## Page
%%
# Consumption at Home

ℹ️   Analyse consumption of Gas / Water and Electricity at home

Before start, make sure you rename `config.ini.example` into `config.ini` and adjust all the config's values.

❗️  This will download CSV file from the remove url. Checkout [this guide](https://www.labnol.org/internet/direct-links-for-google-drive/28356/#google-sheets---export-links) if you wish to get the proper link to download CSV directly from Google Sheets.

In [None]:
import configparser

# Load settings

config = configparser.ConfigParser()
config.read('config.ini')
config.sections()

typeColumn = config['MAIN']['TypeColumnName']
timeColumn = config['MAIN']['TimeColumnName']
valueColumn = config['MAIN']['ValueColumnName']
daysAgoRange = config['MAIN']['daysAgoRange']
csvUrl = config['MAIN']['FileUrl']

print('Config was loaded.')
%%
[Records]
%%
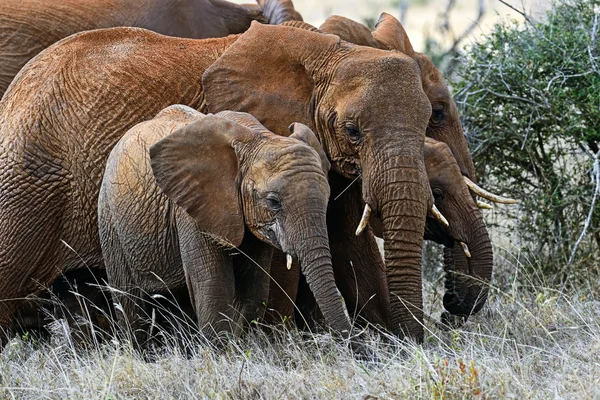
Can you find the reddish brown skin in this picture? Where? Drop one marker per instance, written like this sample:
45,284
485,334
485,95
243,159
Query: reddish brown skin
145,232
52,170
365,289
72,103
29,26
464,296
%%
## Instruction A
List every key that the home consumption page reads from the MAIN section of the config.
## Instruction B
Rewrite all the rows, changing "reddish brown skin" to "light tan skin" and keeping everything else the same. Omit the pictures.
The home consumption page and the rows were taken from unrelated sources.

## Result A
TypeColumnName
TimeColumnName
ValueColumnName
daysAgoRange
FileUrl

## Result B
Can you find the light tan skin in this picture? Where? Drop one marker per instance, written like this sample:
45,284
485,334
485,95
243,159
Query: light tan skin
145,232
52,170
365,289
72,103
29,26
464,296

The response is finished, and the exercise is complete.